## begin Available records

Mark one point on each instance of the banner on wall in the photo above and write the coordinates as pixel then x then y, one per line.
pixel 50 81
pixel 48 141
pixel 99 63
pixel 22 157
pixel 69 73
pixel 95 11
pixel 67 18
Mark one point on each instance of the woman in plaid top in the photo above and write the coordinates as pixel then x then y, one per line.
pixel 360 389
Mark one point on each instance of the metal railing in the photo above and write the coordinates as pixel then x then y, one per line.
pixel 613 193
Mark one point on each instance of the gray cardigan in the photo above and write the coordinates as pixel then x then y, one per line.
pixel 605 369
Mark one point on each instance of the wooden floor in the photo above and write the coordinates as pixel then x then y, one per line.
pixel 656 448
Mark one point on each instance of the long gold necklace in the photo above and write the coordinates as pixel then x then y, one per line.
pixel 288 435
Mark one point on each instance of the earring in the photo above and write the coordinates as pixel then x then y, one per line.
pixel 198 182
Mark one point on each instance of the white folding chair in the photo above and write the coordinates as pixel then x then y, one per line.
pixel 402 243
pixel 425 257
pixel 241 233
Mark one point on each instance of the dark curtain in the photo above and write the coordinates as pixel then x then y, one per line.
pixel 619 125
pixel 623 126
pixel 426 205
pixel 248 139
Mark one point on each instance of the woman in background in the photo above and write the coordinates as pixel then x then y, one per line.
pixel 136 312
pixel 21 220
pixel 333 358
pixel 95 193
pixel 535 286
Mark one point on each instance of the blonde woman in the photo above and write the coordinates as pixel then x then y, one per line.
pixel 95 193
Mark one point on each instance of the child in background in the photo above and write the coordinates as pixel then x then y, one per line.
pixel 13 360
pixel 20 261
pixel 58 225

## end Available records

- _Exercise requirements_
Put every line of the records above into a JSON list of strings, one string per line, leaving out blank lines.

- _Result of the task_
[
  "Mark one point on each instance of the banner on wall in the photo above and write the coordinates as pixel then x then y, one per line.",
  "pixel 50 81",
  "pixel 48 141",
  "pixel 99 63",
  "pixel 22 157",
  "pixel 69 73",
  "pixel 95 11",
  "pixel 67 18",
  "Mark one point on each instance of the woman in plaid top in the photo above and write the coordinates as pixel then x then y, one per line.",
  "pixel 360 389",
  "Mark one point on each instance of the metal railing in the photo above and write the coordinates as pixel then x then y, one per line.",
  "pixel 613 193",
  "Mark one point on each instance of the gray cardigan in the photo above and write the coordinates as pixel then x then y, one per line.",
  "pixel 605 369",
  "Mark one point on each instance of the wooden floor in the photo above and write the coordinates as pixel then x then y, one per line.",
  "pixel 656 448",
  "Mark one point on each instance of the long gold necklace in the photo above and write the coordinates as pixel then x then y, one per line.",
  "pixel 288 435",
  "Mark one point on each instance of the earring in the photo above and write the coordinates as pixel then x then y, one per line.",
  "pixel 198 182",
  "Mark one point on each instance of the white folding chair in the photo above and write the coordinates as pixel then x then y, one per line.",
  "pixel 402 243",
  "pixel 425 257",
  "pixel 241 233",
  "Mark one point on each instance of the dark curtain in the photo above and write the coordinates as pixel then x then y, one per line.",
  "pixel 619 125",
  "pixel 623 126",
  "pixel 426 205",
  "pixel 248 139",
  "Mark one point on each instance of the woman in background in the photo above and write the coordinates as pixel then x then y, one per line.",
  "pixel 136 312",
  "pixel 21 220",
  "pixel 333 358",
  "pixel 95 193",
  "pixel 535 286",
  "Mark one point on each instance of the blonde woman in the photo above and write the coordinates as pixel then x then y, one per line.",
  "pixel 95 193",
  "Mark one point on each instance of the child in background in the photo above and write the coordinates as pixel then x then y, one per line.",
  "pixel 13 360",
  "pixel 20 261",
  "pixel 58 225"
]